Jon Briggs (born 24 January 1965) is an English television, radio presenter and narrator.  He is best known for his voice-over work, and particularly as the British voice used by Apple Inc.'s Siri virtual assistant software.

Career
Briggs's voiceover credits include appearing as the voiceover statistician in over 1,800 episodes of the BBC TV quiz show The Weakest Link (2000–2012, 2017) and as continuity announcer for BBC Radio 2 (1996–2009) and Channel 4 (1988–1990). Briggs was the first presenter on air when QVC launched in the UK in 1993. Briggs also provided the narration for the start of the drum and bass song "Blood Sugar" by Pendulum.

Briggs's radio credits include the breakfast show Oxford AM for BBC Radio Oxford (1985–1987), the breakfast show Morning Edition for BBC Radio 5 (1990–1992), Night Ride for BBC Radio 2 and The Weekend Wireless Show for LBC (1998–2003). His reporting credits include BBC Radio 4's  PM,  Today,  The World at One and The World Tonight, as well as travelogue and transport programmes Breakaway and Going Places.

§ **Supplied records**
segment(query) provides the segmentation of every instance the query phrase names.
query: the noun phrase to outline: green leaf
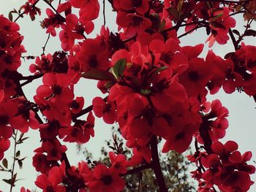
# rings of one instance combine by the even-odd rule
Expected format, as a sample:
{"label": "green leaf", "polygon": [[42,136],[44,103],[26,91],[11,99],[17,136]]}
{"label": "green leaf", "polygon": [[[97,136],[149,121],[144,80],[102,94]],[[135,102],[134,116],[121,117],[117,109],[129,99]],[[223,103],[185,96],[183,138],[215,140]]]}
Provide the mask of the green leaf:
{"label": "green leaf", "polygon": [[256,36],[256,31],[252,29],[248,29],[244,34],[244,36]]}
{"label": "green leaf", "polygon": [[151,93],[150,89],[140,89],[140,93],[143,95],[148,95]]}
{"label": "green leaf", "polygon": [[115,77],[110,72],[101,69],[92,69],[84,72],[82,77],[90,80],[116,81]]}
{"label": "green leaf", "polygon": [[1,163],[3,164],[3,166],[4,166],[6,169],[8,169],[8,161],[7,161],[7,159],[4,158],[4,159],[1,161]]}
{"label": "green leaf", "polygon": [[112,73],[116,79],[118,79],[120,76],[123,75],[126,66],[126,58],[121,58],[116,61],[112,69]]}

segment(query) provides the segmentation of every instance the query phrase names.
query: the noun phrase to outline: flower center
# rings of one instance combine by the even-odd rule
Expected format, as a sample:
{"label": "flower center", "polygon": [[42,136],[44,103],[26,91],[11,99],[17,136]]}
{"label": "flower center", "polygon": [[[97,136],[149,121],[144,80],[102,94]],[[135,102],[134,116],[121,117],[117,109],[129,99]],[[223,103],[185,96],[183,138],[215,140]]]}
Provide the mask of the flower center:
{"label": "flower center", "polygon": [[199,80],[199,74],[197,72],[192,71],[189,72],[189,78],[191,81],[197,81]]}
{"label": "flower center", "polygon": [[112,183],[112,177],[110,175],[105,175],[100,180],[103,182],[104,185],[110,185]]}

§ **To-do list**
**1.** According to the Jon Briggs biography, in what year did QVC launch in the UK with Briggs as its first on-air presenter?
**2.** Continue the Jon Briggs biography from its last sentence.
The listing comes from a separate source and is unrelated to the Jon Briggs biography.

§ **Task results**
**1.** 1993

**2.**
Briggs now works as a conference moderator and facilitator and owns the London-based artists' agency Excellent Talent Ltd.

In October 2017, he was a contestant on the celebrity version of the UK quiz show Pointless. 

In July 2019, Briggs co-presented BBC Radio 4's "Voice in the Machine" episode of the Archive on 4 series.

In November 2020 Briggs launched the podcast You're On the Air! talking to UK broadcasters about the skill of broadcasting.

Siri 
In 2007 Briggs recorded his voice for text-to-speech software developed by ScanSoft, later acquired by Nuance Communications. In 2011, Nuance's software was used by Apple Inc. for their British Male version of Siri, the personal assistant application for Apple devices. Briggs's voice is renamed "Daniel" for these purposes.
The voice is also the default British voice for Voice-Over on the iPhone, built-in software found within accessibility. This software reads everything out on the screen to enable blind and visually impaired people to use a phone independently. 
It has been rumoured that "Daniel UK” was dropped as the default Siri British Male voice option once Apple realised that Jon Briggs' voice was actually a well-known voice in the UK, as Apple wanted the voices used to be "anonymous" unknowns. However, he is available as an option in Settings, as above.
The Daniel UK voice has since become an internet meme, particularly in meme compilations, for the absurd things that can be said in the monotone voice.

References

External links
www.jonbriggs.com — Jon Briggs's website.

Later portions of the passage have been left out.